━━━━━ Исходные данные ━━━━━
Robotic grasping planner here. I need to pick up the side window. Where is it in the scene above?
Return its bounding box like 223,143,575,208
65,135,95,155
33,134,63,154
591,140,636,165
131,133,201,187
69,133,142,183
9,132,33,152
━━━━━
* **Цель**
Выпиши из записей каждую строку, где есть слово «Return».

* **Ответ к упражнению**
Return its bounding box like 223,143,575,208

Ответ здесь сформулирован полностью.